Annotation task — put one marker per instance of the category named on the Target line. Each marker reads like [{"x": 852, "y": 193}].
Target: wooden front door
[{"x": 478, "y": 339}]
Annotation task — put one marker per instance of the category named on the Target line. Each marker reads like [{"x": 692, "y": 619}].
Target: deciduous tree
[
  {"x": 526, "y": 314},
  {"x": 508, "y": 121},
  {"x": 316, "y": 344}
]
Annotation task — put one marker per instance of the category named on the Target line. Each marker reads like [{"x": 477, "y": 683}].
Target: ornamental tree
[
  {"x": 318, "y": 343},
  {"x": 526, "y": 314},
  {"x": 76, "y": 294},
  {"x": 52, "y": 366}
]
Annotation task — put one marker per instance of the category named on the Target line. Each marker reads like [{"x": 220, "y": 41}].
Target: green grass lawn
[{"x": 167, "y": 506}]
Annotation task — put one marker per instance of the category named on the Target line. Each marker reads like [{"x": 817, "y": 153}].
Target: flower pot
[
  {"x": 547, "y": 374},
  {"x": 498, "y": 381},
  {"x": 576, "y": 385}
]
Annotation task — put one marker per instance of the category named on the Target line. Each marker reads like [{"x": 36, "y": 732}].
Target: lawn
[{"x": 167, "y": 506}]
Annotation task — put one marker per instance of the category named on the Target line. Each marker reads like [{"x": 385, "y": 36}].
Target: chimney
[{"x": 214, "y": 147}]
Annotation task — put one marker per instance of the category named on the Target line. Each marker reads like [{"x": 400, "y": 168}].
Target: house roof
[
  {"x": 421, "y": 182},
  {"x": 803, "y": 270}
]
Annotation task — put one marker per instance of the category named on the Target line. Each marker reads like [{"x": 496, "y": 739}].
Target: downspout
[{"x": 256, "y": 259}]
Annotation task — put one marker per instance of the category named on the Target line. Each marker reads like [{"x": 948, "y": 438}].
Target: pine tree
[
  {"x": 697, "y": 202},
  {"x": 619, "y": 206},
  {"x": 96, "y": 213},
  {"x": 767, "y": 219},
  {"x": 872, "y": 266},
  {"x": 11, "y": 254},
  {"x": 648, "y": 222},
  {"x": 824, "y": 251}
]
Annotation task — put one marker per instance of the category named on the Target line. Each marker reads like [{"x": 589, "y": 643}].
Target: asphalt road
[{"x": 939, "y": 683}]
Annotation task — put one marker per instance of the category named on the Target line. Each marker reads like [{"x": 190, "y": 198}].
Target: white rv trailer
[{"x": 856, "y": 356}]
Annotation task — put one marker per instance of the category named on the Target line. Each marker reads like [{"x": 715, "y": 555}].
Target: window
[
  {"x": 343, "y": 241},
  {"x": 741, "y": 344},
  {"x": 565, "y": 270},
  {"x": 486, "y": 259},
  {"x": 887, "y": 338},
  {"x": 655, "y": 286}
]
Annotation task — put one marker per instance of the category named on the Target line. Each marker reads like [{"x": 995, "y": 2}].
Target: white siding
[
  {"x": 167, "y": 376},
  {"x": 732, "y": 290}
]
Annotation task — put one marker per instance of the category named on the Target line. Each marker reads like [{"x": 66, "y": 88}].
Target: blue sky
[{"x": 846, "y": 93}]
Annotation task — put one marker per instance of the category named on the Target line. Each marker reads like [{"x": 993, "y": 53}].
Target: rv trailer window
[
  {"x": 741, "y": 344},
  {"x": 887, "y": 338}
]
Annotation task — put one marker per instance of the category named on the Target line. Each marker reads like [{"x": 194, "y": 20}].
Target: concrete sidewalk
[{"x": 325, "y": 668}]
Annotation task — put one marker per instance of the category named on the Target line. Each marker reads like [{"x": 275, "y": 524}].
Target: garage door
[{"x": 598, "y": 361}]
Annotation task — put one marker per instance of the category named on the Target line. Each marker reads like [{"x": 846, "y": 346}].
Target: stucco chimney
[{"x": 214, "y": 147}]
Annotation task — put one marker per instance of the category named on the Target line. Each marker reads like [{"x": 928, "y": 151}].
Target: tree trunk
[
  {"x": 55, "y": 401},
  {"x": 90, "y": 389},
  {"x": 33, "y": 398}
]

GOAL OF THE EXERCISE: Output every entry shown above, exactly.

FULL ANSWER:
Annotation task — put one marker per instance of the category named on the Target line. Each marker reads like [{"x": 852, "y": 193}].
Target: wooden front door
[{"x": 478, "y": 339}]
Annotation task — put one marker per instance of the category named on the Target line. Each marker reads like [{"x": 692, "y": 619}].
Target: deciduous tree
[
  {"x": 526, "y": 314},
  {"x": 508, "y": 121},
  {"x": 316, "y": 344}
]
Annotation task — put one marker per instance of the category named on the Target line. Each marker reads like [{"x": 477, "y": 683}].
Target: ornamental tree
[
  {"x": 318, "y": 343},
  {"x": 526, "y": 314},
  {"x": 76, "y": 294},
  {"x": 52, "y": 366}
]
Annotation task — put one marker per instance of the category named on the Target line. Each marker reads like [{"x": 220, "y": 41}].
Target: green grass lawn
[{"x": 167, "y": 506}]
Annotation task — put one marker per instance of the category named on the Target line. Each marker reads like [{"x": 817, "y": 153}].
Target: flower pot
[
  {"x": 547, "y": 374},
  {"x": 498, "y": 381},
  {"x": 576, "y": 385}
]
Annotation task — put one marker per instance of the category named on the Target line. Each marker reads like [{"x": 36, "y": 732}].
Target: lawn
[{"x": 167, "y": 506}]
Annotation task — put one marker per instance of the category named on the Target line. Each marker reads like [{"x": 385, "y": 36}].
Target: chimney
[{"x": 214, "y": 147}]
Annotation task — put one marker per instance of the category named on the Target line. Each marker reads like [{"x": 400, "y": 168}].
Target: house roof
[
  {"x": 421, "y": 182},
  {"x": 803, "y": 270}
]
Annotation task — put one marker per instance of the category named on the Target line. Each marker reads like [{"x": 496, "y": 739}].
Target: downspout
[{"x": 256, "y": 259}]
Annotation task — put one marker per instance of the category named on the Target line. Each marker reads like [{"x": 948, "y": 438}].
Target: pine tree
[
  {"x": 697, "y": 202},
  {"x": 619, "y": 206},
  {"x": 96, "y": 213},
  {"x": 767, "y": 219},
  {"x": 872, "y": 266},
  {"x": 11, "y": 254},
  {"x": 648, "y": 222},
  {"x": 824, "y": 251}
]
Annotation task — put one marker per instance of the category named on the Target line. Each marker reads like [{"x": 589, "y": 643}].
Target: asphalt road
[{"x": 939, "y": 683}]
Annotation task — put one marker per instance of the category named on the Target line. Each marker reads like [{"x": 190, "y": 198}].
Target: white rv trailer
[{"x": 856, "y": 356}]
Annotation task — put one marker per instance of the category named on the Target line. Each marker reads like [{"x": 715, "y": 555}].
Target: window
[
  {"x": 343, "y": 241},
  {"x": 741, "y": 344},
  {"x": 565, "y": 270},
  {"x": 486, "y": 259},
  {"x": 887, "y": 338},
  {"x": 655, "y": 286}
]
Annotation task — put one marker per instance of the category named on the Target line. Each marker reads like [{"x": 995, "y": 2}].
Target: white siding
[
  {"x": 167, "y": 376},
  {"x": 732, "y": 290}
]
Annotation task — put one marker per instance of the category named on the Target line. Each marker reads like [{"x": 66, "y": 88}].
Target: blue sky
[{"x": 846, "y": 93}]
Annotation task — put one marker per instance of the category named on the Target line. Each marker reads like [{"x": 993, "y": 53}].
Target: rv trailer window
[
  {"x": 741, "y": 344},
  {"x": 887, "y": 338}
]
Annotation task — put one marker per instance of the category named on the Target line. Each marker reads like [{"x": 194, "y": 20}].
Target: concrete sidewalk
[{"x": 325, "y": 668}]
Annotation task — put one marker per instance of the category named on the Target line. Each marker reads like [{"x": 275, "y": 524}].
Target: garage door
[{"x": 598, "y": 361}]
Annotation task — put one marker per instance of the category named on the Target line. Each marker reads like [{"x": 846, "y": 346}].
Target: stucco chimney
[{"x": 214, "y": 147}]
Annotation task — put one marker per instance of the category named on the Target line. Each marker reads like [{"x": 928, "y": 151}].
Target: tree trunk
[
  {"x": 55, "y": 401},
  {"x": 90, "y": 389},
  {"x": 33, "y": 398}
]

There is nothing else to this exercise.